## TASK INPUTS
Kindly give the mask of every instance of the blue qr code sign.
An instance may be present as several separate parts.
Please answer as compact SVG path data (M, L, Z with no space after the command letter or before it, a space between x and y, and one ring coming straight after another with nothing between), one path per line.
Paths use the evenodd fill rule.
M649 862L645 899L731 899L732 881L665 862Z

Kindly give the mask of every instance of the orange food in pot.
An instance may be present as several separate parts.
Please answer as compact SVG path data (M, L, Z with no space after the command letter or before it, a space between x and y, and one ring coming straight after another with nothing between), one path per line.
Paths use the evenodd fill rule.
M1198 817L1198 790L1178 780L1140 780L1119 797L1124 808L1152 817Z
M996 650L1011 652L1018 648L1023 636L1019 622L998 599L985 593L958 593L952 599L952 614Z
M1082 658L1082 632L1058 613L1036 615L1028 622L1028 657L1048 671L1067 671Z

## STATED EXERCISE
Output all of the material above verbatim, reproducing every line without any change.

## ANSWER TO THIS EXERCISE
Kindly give the mask of every instance of the blue qr code sign.
An instance may be present as several separate parts.
Please answer as compact SVG path data (M, L, Z with no space after the command letter or before it, a space between x and y, and one ring coming straight after another with nothing between), one path per line.
Paths use the evenodd fill rule.
M649 862L645 899L731 899L732 881L665 862Z

Kindly give the mask of every instance of the orange food in pot.
An instance may be present as several separate parts.
Please answer as compact SVG path data (M, L, Z with no space after the command letter or before it, a space between x and y, and one ring coming straight after another with nothing between), one path per line.
Paths use the evenodd fill rule.
M1198 817L1198 790L1178 780L1140 780L1119 797L1124 808L1152 817Z
M996 650L1011 652L1018 648L1023 636L1019 622L998 599L985 593L958 593L952 599L952 614Z
M1082 658L1082 632L1058 613L1036 615L1028 622L1028 657L1048 671L1067 671Z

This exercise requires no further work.